» À FAIRE
1. Pouvez-vous résumer sous forme de liste le paragraphe du texte sur le tabac qui commence par « Si la crise a majoritairement dopé », en gardant ses faits principaux ?
2. D'après le texte sur le tabac, combien de victimes le tabagisme fait-il chaque année dans le monde ?
3. Poursuivez le texte sur le tabac à partir de sa dernière phrase.

La cigarette est un excitant qui augmente la tension artérielle et la fréquence cardiaque. La détente ressentie au moment de fumer n’est liée à rien d’autre qu’à l’apaisement momentané des symptômes liés au manque de nicotine. Des dizaines d’études le démontrent (3): le servage passé, les personnes qui ont arrêté de fumer se sentent moins anxieuses et moins déprimées. "Une fois qu’on arrive à couper le stress lié l’addiction, on se sentira réellement plus détendu. Pour cela, on peut s’aider des substituts de nicotine et de l’accompagnement d’un tabacologue pour travailler sur les changements d’habitudes. Le stress est un thème souvent abordé dans les consultations. Il fait partie de la vie, et chacun peut trouver des moyens qui lui conviennent pour le gérer", encourage Suzanne Gabriels. 

Si la crise a majoritairement dopé la consommation de tabac, pour une proportion non négligeable de fumeurs, elle a aussi constitué une opportunité : 16 à 20 % des fumeurs qui ont répondu aux enquêtes de Sciensano durant l’année écoulée ont déclaré avoir diminué, voire arrêté de fumer. "La peur de contracter une forme grave du Covid, et le fait que l’on porte davantage d’attention aux questions de santé de façon générale depuis la crise a encouragé certains. Pour les fumeurs ‘sociaux’, il y a eu moins de tentations. La situation a aussi incité à redécouvrir les promenades pour se détendre, à prendre de nouvelles habitudes."

Covid-19 : le tabac aggrave les risques

Le tabagisme - qui fait plus de 8 millions de victimes chaque année dans le monde - est connu pour être un facteur de risque de nombreuses infections respiratoires. Les fumeurs risquent aussi davantage de contracter des formes graves du Covid-19, ont conclu sans équivoque les experts de l’Organisation mondiale de la santé qui ont examiné de près l’ensemble des études scientifiques disponibles sur la question.

» DONNÉES FOURNIES
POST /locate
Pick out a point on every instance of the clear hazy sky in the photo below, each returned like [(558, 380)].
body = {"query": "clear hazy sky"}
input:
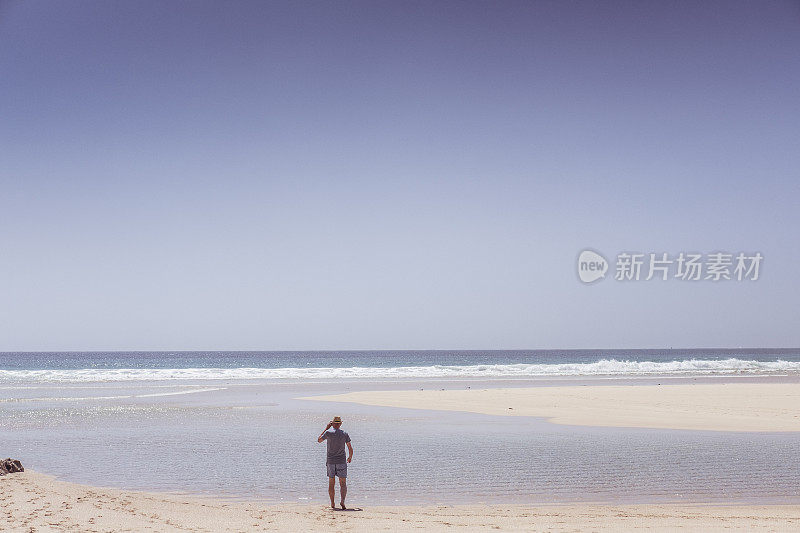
[(393, 175)]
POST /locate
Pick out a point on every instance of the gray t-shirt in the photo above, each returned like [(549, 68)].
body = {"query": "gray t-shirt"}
[(336, 439)]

» RÉPONSES DANS L'ORDRE
1.
- La crise a surtout fait augmenter la consommation de tabac.
- Selon les enquêtes de Sciensano de l'année écoulée, 16 à 20 % des fumeurs interrogés ont pourtant diminué, voire arrêté, de fumer.
- Certains y ont été poussés par la peur d'une forme grave du Covid et par une attention accrue à la santé depuis la crise.
- Les fumeurs « sociaux » ont eu moins de tentations.
- La situation a incité à redécouvrir les promenades pour se détendre et à prendre de nouvelles habitudes.

2. Plus de 8 millions.

3.
"Le tabagisme est aussi un important facteur de risque de maladies non transmissibles comme les maladies cardiovasculaires, le cancer, les affections respiratoires et le diabète, et les personnes souffrant de ces pathologies risquent davantage de faire une maladie grave si elles sont infectées par le Covid ", poursuit l’OMS. Ces faits n’ont toutefois pas découragé les cigarettiers de surfer sur les vagues de la pandémie pour lisser leur image, Philip Morris poussant le cynisme jusqu’à faire don de respirateurs aux hôpitaux grecs. "En décembre, American Tobacco avait même annoncé lancer des essais pour un vaccin à base de feuilles de tabac. Qui en entend encore parler ? ", ironise Suzanne Gabriels, experte à la Fondation contre le cancer.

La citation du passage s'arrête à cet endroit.